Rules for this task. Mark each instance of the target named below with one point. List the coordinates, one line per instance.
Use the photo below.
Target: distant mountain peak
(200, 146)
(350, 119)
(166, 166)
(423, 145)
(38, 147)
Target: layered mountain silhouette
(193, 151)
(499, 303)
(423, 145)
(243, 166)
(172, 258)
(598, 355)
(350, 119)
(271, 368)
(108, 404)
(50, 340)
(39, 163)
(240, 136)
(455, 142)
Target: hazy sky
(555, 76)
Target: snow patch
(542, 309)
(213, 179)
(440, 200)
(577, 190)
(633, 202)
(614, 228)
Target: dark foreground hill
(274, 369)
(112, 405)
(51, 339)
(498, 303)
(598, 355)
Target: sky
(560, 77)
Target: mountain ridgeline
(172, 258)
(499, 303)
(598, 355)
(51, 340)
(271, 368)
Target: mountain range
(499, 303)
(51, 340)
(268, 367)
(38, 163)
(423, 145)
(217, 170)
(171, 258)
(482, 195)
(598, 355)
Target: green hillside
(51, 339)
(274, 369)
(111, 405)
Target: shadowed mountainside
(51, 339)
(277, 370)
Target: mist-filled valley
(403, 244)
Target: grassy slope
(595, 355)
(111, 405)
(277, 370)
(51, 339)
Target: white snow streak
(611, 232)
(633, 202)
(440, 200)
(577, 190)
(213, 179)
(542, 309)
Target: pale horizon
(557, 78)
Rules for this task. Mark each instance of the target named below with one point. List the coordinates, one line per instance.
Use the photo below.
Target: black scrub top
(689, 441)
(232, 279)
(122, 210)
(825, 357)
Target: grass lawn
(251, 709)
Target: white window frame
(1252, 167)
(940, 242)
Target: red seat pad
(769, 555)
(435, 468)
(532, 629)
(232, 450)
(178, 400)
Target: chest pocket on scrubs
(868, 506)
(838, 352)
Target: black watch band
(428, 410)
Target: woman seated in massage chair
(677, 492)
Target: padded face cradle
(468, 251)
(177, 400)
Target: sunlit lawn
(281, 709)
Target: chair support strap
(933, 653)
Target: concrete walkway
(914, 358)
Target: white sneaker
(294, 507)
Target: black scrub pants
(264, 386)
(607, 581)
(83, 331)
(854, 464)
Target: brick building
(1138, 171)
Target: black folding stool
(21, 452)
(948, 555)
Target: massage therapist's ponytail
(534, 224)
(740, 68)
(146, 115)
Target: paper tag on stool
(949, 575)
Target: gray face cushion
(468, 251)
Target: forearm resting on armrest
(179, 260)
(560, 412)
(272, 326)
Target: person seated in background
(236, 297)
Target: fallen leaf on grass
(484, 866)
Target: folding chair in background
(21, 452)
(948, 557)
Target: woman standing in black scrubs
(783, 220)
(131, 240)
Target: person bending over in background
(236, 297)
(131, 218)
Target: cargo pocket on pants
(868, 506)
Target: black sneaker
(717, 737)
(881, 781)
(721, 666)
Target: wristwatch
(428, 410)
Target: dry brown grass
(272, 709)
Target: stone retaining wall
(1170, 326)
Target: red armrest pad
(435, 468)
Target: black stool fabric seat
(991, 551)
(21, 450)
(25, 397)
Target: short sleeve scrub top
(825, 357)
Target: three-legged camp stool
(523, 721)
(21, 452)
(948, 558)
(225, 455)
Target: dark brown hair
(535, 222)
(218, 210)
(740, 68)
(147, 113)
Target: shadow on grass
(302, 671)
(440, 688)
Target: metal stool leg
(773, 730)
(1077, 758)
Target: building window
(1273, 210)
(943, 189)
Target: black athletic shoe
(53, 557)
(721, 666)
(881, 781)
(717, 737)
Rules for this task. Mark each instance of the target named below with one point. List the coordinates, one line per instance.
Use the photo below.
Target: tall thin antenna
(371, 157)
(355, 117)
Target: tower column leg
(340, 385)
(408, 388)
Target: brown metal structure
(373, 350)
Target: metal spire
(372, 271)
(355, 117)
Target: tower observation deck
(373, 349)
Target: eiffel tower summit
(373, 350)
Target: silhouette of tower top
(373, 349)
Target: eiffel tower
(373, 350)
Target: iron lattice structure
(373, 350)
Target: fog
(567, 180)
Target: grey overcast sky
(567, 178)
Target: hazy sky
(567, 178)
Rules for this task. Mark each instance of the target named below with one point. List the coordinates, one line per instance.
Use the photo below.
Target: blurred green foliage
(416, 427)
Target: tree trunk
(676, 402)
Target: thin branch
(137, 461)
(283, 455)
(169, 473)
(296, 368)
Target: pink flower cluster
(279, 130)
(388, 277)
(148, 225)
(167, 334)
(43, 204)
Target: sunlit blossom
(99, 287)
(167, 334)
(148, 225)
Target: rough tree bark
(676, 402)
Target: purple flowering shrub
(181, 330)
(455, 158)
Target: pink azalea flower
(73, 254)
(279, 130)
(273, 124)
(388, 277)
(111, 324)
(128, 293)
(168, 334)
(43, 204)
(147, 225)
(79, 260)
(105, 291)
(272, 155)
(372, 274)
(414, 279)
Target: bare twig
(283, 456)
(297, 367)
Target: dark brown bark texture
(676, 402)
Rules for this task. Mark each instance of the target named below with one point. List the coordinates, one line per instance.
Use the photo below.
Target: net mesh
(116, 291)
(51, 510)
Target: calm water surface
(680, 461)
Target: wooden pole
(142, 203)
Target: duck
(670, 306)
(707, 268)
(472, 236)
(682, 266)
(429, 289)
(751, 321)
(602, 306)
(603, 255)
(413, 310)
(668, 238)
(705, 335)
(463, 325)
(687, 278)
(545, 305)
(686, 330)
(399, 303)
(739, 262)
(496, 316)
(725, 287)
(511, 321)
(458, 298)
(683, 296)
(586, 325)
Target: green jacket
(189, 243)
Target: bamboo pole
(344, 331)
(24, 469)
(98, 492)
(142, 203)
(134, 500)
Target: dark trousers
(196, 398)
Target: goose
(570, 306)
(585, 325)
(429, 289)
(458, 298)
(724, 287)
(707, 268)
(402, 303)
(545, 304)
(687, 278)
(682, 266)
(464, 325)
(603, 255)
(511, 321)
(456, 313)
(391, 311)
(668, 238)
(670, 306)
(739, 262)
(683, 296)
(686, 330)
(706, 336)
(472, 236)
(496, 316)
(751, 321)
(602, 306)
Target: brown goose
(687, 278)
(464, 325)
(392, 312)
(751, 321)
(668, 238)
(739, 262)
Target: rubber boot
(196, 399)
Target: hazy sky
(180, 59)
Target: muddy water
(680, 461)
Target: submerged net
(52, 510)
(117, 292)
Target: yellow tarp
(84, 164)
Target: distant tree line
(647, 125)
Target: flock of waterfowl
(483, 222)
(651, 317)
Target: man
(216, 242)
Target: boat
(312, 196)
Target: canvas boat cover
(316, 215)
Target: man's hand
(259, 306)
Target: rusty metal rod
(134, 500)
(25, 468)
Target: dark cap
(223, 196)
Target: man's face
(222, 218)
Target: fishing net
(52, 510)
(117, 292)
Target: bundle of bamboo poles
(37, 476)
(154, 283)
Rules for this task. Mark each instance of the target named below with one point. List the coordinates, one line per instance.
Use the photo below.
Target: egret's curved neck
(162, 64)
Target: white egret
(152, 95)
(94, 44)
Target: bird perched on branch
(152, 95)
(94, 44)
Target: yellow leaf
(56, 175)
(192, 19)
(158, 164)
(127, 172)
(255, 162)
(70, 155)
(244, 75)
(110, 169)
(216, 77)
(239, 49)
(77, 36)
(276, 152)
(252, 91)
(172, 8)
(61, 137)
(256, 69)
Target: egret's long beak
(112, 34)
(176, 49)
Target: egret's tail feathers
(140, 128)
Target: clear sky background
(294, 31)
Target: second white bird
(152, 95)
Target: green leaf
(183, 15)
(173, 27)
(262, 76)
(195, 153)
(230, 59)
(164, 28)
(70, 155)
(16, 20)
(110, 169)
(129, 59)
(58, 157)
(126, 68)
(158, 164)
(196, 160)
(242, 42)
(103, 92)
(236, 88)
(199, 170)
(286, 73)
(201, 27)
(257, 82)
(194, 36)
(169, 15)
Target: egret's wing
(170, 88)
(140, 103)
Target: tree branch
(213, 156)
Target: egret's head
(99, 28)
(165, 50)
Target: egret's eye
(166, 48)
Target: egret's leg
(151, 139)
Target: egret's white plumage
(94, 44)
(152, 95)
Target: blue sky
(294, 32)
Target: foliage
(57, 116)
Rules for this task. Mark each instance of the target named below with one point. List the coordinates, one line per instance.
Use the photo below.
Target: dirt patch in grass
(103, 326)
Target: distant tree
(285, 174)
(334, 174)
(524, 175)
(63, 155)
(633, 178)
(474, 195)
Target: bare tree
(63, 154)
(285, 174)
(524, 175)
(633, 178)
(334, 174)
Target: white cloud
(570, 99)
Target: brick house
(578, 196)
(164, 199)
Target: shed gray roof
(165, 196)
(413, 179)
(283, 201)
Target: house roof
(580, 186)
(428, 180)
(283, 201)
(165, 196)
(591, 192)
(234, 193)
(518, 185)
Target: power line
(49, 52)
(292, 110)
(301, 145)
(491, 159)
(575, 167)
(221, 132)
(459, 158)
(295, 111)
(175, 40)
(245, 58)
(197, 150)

•••

> [EXERCISE BRIEF]: Exact copies of the lines from the one containing "Target: tree branch" through the final line of the records are all the answer should hold.

> [TASK RESPONSE]:
Target: tree branch
(213, 156)
Target: egret's head
(99, 28)
(165, 50)
Target: egret's eye
(166, 48)
Target: egret's leg
(151, 139)
Target: egret's white plumage
(94, 44)
(152, 95)
Target: blue sky
(294, 32)
Target: foliage
(57, 116)
Rules for this task. Mark each instance of the target named below with one point. List the coordinates, one line per instance.
Use the photo below.
Target: dirt patch in grass
(103, 326)
Target: distant tree
(285, 174)
(334, 174)
(524, 175)
(63, 155)
(633, 178)
(474, 195)
Target: bare tree
(63, 154)
(285, 174)
(524, 175)
(633, 178)
(334, 174)
Target: white cloud
(570, 99)
Target: brick house
(578, 196)
(164, 199)
Target: shed gray roof
(165, 196)
(413, 179)
(283, 201)
Target: house roof
(580, 186)
(428, 180)
(283, 201)
(165, 196)
(591, 192)
(234, 193)
(518, 185)
Target: power line
(49, 52)
(292, 110)
(301, 145)
(491, 159)
(575, 167)
(221, 132)
(459, 158)
(295, 111)
(175, 40)
(245, 58)
(197, 150)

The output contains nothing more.